[BEGIN Raw records]

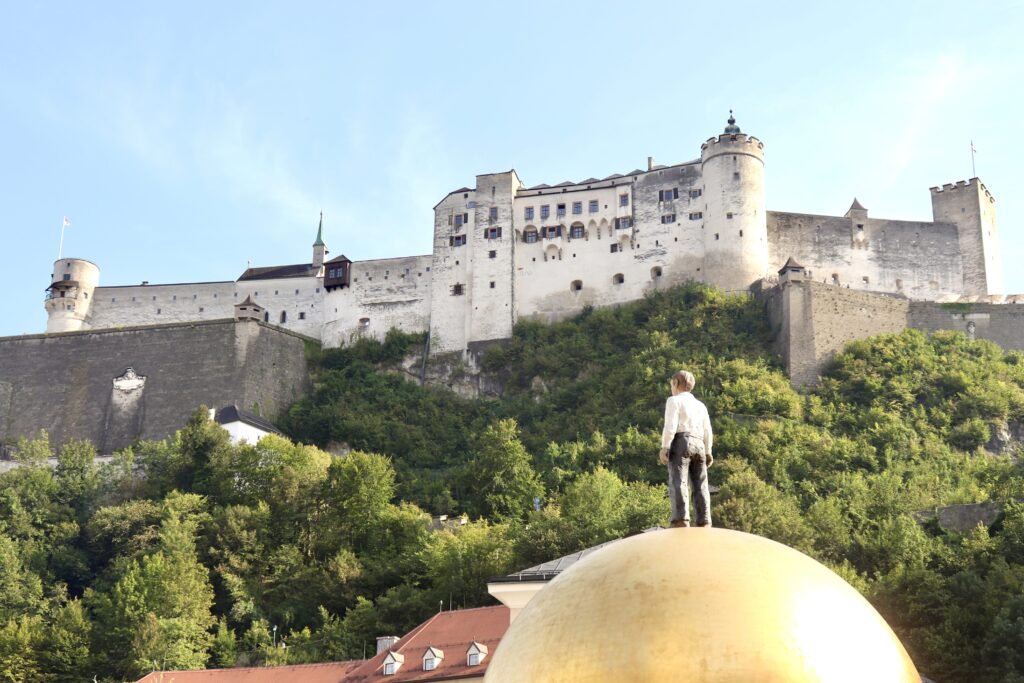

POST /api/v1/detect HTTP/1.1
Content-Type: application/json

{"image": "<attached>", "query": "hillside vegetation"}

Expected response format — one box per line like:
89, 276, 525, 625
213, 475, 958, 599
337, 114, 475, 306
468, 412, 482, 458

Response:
0, 286, 1024, 683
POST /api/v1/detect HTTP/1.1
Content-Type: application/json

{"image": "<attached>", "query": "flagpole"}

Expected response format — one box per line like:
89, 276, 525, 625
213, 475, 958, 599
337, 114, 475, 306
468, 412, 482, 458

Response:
57, 216, 68, 261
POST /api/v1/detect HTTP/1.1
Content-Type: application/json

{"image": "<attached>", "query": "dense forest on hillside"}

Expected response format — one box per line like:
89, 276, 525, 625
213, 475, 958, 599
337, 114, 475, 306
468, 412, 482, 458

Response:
0, 285, 1024, 683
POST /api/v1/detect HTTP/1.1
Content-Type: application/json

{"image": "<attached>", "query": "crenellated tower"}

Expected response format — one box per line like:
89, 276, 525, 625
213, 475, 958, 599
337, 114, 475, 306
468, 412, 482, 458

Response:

[END Raw records]

**Job:** Copy all of the material above again, changing every "hillside" to "slope" and leaving everything else as it is. Please leave the pictures out.

**Exercise output:**
POST /api/v1/detect HTTP/1.1
Content-Type: application/json

{"image": "<attached>", "query": "slope vegetation"}

Expected response format — one box per line like:
89, 276, 525, 625
213, 475, 958, 599
337, 114, 475, 306
468, 412, 482, 458

Response:
0, 286, 1024, 683
POST /api/v1/detect HTTP/1.1
Content-Type: application/json

{"image": "<attached>", "query": "flagpole"}

Expected response format — one box per line like:
89, 276, 525, 625
213, 475, 958, 599
337, 114, 475, 306
468, 412, 482, 458

Response:
57, 216, 68, 261
POST /api/v1/detect HTTP/1.1
Content-Type: application/json

{"image": "<attached>", "query": "dense forest on slope"}

Expected response format — one box per line like:
89, 276, 525, 625
213, 475, 958, 599
337, 114, 475, 306
468, 412, 482, 458

Response:
0, 285, 1024, 683
POST /api/v1/detect HTTP/1.1
Content-Type: application/json

{"image": "<attached>", "query": "crenellated tower"}

Expected response format — one box per line like:
89, 276, 525, 625
213, 475, 958, 599
337, 114, 475, 306
468, 412, 482, 458

Response:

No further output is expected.